-- start of Text --

CVENT, INC. 2013 EQUITYINCENTIVE PLAN STOCK OPTION AGREEMENT

Contract Categories: Business Finance - Stock Agreements
EX-10.8 2 d831399dex108.htm EXHIBIT 10.8 Exhibit 10.8

Exhibit 10.8

CVENT, INC.

2013 EQUITY INCENTIVE PLAN

STOCK OPTION AGREEMENT

Unless otherwise defined herein, the terms defined in the Cvent, Inc. 2013 Equity Incentive Plan (the “Plan”) will have the same defined meanings in this Stock Option Agreement (the “Agreement”), including the Notice of Stock Option Grant (the “Notice of Grant”) and Terms and Conditions of Stock Option Grant, attached hereto as Exhibit A.

-- end of Text --
-- start of Entries shown --

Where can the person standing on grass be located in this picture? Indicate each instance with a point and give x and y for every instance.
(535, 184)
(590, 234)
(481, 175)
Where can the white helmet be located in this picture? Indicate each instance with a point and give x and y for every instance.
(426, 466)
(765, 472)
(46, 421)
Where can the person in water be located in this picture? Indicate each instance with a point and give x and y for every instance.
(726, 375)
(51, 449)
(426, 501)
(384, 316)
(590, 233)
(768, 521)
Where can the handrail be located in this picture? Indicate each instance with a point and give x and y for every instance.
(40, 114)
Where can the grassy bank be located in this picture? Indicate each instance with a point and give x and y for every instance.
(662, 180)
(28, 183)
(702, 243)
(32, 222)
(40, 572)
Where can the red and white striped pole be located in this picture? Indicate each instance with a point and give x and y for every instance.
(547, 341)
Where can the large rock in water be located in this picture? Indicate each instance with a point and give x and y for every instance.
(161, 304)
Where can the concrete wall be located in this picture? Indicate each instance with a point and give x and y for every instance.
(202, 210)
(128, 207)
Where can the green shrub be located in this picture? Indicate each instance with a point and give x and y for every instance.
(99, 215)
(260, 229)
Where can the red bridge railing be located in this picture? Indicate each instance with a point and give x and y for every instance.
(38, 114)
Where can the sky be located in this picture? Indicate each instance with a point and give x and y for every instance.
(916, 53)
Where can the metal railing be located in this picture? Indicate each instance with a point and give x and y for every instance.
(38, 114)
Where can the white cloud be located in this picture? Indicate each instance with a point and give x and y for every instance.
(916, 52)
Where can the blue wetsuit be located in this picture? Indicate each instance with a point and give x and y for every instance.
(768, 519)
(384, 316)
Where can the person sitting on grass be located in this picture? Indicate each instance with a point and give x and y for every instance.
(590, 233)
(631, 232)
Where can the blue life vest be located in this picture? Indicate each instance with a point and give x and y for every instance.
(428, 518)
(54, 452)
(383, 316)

-- end of Entries shown --

* _What to work on_
In the stock option agreement text, what short name is used for the Cvent, Inc. 2013 Equity Incentive Plan?

* _Correct result_
The Plan